# [PROBLEM DESCRIPTION]
In the article on the Nokia and Alcatel-Lucent merger talks, set down the passage that begins with "On the other" and ends after "developing SDN/NFV capabilities.", word for word.

Nokia Communications and Alcatel-Lucent have confirmed that they are in “advanced discussions” regarding a potential merger.
The deal could still fall through, but the talks involve the Finnish communication company acquiring the French telecom equipment maker a public exchange offer or stock swap, according to a statement released by Nokia.
Speculations of a possible merger between the two firms have been going around for some time and had resurfaced again in December last year.
Nokia is looking to extend its offering in the cloud, software defined networking, network functions virtualization, and public safety space, according to the Julian Bright, senior analyst for analyst and consultancy firm Ovum Ltd.
He said a merger would benefit Alcatel-Lucent and Nokia as the telecom equipment vendor landscape continues to polarize between market leaders Huawei and Ericsson and smaller suppliers.
“Nokia’s challenge is to sustain its recent strong performance in a relatively stagnant market where mobile broadband is becoming just one aspect, albeit a key one of a much broader ICT landscape,” Bright wrote in an earlier blog. “While the operator sector seems to be consolidating along converged fixed-mobile lines, Nokia has only one wireless portfolio.”
On the other hand, he said, Alcatel-Lucent’s mobile broadband offering is limited because it lacks a legacy broadband wireless business and it has limited resources to develop new technologies.
He said a merger makes sense because of the following:
- Nokia’s strengths in mobile broadband, OSS, global services, and mapping technology are a good fit with Alcatel-Lucent’s fixed network business (especially core network and IP routing) and developing SDN/NFV capabilities.
- The combined company would challenge the growing dominance and market share of Huawei and Ericsson, instantly becoming a top three vendor and moving into the number two RAN supplier spot.

Data entries

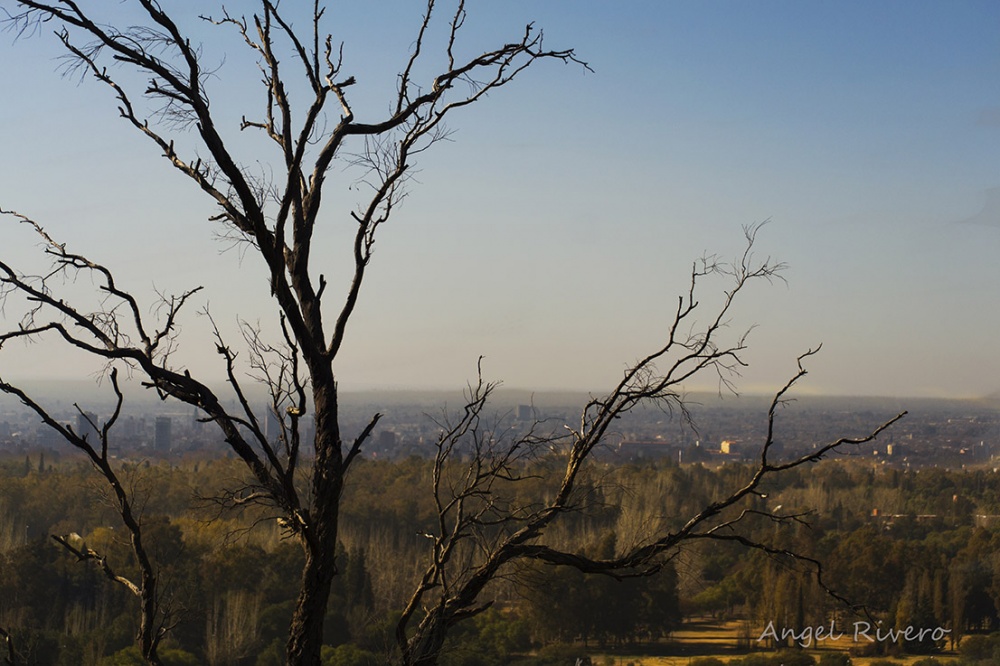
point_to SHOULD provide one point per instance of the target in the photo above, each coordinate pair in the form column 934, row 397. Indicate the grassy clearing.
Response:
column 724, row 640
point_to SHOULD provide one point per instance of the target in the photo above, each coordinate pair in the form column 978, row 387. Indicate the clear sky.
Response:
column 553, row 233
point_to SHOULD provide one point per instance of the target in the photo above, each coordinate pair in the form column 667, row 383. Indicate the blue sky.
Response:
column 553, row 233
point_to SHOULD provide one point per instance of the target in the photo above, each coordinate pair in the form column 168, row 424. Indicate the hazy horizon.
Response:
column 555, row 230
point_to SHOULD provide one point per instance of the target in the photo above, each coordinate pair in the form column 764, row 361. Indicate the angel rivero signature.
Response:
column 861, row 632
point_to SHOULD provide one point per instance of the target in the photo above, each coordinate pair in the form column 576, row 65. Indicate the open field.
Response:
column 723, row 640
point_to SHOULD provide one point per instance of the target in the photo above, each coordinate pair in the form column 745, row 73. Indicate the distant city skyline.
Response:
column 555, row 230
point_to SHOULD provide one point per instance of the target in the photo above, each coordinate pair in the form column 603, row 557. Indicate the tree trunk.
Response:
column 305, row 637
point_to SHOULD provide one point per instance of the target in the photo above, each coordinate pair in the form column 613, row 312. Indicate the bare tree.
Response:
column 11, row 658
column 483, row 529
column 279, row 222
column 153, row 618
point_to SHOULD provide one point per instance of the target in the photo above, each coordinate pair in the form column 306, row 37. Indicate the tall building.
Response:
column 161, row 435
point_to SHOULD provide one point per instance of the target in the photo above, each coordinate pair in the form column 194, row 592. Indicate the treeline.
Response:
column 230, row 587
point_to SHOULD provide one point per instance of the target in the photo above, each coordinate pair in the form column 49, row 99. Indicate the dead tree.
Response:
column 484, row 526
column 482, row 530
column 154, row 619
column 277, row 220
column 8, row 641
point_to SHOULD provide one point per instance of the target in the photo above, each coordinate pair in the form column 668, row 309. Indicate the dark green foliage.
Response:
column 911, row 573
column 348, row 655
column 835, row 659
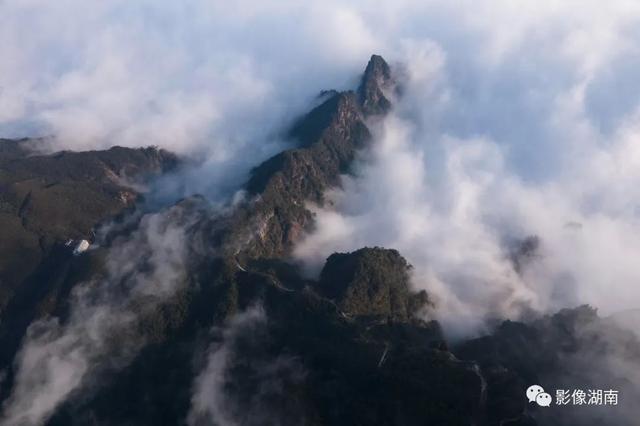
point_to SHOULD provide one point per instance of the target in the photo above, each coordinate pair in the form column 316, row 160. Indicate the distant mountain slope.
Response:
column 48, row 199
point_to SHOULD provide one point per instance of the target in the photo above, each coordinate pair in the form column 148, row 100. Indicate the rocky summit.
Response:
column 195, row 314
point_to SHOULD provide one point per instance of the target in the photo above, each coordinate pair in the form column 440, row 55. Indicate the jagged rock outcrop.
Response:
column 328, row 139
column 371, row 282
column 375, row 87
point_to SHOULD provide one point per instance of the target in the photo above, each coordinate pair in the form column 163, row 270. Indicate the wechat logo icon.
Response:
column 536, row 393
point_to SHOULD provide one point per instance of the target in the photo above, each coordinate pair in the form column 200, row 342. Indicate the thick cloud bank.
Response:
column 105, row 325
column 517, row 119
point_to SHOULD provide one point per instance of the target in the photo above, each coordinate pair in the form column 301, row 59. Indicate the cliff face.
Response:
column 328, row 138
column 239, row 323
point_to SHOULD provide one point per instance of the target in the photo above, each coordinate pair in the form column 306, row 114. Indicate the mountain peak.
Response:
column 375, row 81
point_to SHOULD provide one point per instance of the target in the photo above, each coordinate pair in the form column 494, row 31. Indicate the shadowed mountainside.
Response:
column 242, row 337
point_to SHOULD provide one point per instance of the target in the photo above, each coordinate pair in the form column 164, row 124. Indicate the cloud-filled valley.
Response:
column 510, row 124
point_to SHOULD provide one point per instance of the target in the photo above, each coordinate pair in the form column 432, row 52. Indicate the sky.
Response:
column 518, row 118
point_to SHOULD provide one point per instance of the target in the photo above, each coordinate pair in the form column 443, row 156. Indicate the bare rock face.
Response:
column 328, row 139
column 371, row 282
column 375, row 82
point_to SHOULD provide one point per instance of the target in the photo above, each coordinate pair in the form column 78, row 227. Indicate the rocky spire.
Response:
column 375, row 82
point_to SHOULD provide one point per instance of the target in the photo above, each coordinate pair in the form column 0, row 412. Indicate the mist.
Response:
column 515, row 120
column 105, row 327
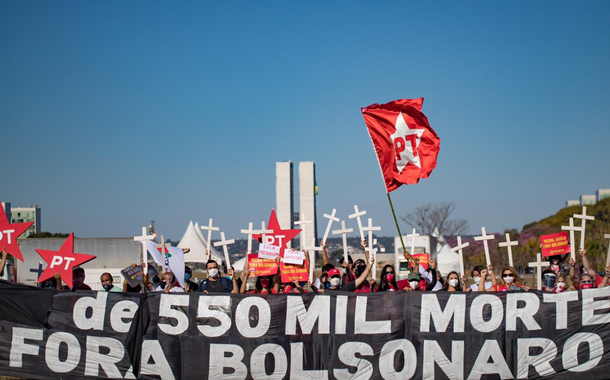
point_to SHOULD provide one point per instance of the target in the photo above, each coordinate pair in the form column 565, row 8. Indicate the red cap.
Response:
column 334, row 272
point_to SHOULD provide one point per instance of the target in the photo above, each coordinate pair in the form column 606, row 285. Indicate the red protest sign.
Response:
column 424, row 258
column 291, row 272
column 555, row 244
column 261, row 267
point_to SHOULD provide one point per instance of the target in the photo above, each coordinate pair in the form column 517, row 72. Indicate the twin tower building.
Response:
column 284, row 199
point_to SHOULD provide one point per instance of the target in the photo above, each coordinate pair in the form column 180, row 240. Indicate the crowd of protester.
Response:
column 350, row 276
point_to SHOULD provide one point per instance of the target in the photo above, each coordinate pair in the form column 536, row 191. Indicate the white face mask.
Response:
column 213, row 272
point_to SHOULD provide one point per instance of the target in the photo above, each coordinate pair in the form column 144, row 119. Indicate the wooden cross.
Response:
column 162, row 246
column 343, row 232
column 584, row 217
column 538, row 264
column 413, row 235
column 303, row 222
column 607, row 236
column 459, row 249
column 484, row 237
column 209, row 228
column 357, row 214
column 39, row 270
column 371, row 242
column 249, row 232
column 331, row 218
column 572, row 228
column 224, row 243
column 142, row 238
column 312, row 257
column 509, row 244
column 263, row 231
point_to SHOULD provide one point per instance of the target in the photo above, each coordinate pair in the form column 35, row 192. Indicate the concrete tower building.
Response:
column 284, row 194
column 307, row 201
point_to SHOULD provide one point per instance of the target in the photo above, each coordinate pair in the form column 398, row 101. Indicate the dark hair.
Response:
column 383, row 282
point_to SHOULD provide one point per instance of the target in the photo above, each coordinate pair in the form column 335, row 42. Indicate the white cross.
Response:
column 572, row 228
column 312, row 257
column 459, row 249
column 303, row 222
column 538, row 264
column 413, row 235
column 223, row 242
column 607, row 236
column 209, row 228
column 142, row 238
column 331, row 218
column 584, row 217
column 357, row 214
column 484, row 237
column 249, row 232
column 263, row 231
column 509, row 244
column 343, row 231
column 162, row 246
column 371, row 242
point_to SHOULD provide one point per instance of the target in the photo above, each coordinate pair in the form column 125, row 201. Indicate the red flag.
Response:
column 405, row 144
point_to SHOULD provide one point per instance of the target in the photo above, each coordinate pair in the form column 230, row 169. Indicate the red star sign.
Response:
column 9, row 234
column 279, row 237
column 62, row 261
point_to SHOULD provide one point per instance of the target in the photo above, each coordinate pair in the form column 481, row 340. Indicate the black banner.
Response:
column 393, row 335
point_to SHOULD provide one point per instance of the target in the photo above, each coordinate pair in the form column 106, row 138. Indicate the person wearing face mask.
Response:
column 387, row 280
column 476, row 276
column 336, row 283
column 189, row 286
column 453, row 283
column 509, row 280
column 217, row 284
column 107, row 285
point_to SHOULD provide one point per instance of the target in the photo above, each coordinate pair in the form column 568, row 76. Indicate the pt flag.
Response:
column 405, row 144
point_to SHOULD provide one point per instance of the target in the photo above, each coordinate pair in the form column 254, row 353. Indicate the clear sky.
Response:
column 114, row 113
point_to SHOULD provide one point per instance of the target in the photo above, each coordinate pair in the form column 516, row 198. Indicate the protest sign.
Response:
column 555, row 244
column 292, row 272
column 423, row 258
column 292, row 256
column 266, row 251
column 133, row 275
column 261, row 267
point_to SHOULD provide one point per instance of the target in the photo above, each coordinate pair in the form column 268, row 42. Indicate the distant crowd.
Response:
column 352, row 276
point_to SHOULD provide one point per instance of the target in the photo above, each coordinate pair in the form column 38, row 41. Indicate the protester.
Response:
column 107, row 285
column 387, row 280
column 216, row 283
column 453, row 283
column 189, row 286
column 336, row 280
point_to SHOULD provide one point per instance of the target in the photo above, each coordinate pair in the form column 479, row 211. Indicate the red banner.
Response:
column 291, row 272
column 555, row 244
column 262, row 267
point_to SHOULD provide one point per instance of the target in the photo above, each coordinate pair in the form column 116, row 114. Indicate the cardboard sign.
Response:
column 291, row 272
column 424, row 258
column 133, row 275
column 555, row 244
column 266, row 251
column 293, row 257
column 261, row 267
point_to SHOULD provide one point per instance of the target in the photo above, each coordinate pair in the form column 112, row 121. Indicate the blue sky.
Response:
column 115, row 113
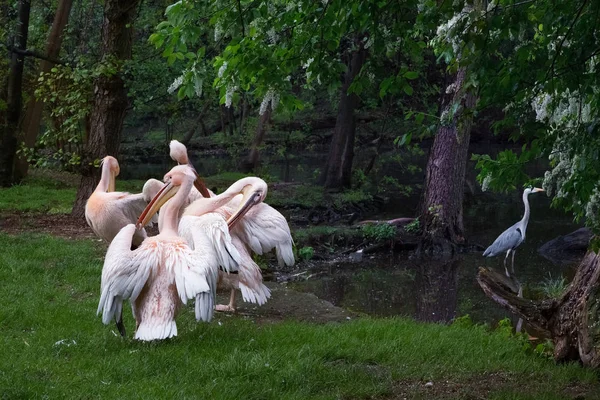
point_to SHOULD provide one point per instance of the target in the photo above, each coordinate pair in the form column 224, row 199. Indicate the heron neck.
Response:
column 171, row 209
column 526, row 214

# [RESULT FOR THIS EXERCISE]
On the other hand, he said, Alcatel-Lucent’s mobile broadband offering is limited because it lacks a legacy broadband wireless business and it has limited resources to develop new technologies.
He said a merger makes sense because of the following:
- Nokia’s strengths in mobile broadband, OSS, global services, and mapping technology are a good fit with Alcatel-Lucent’s fixed network business (especially core network and IP routing) and developing SDN/NFV capabilities.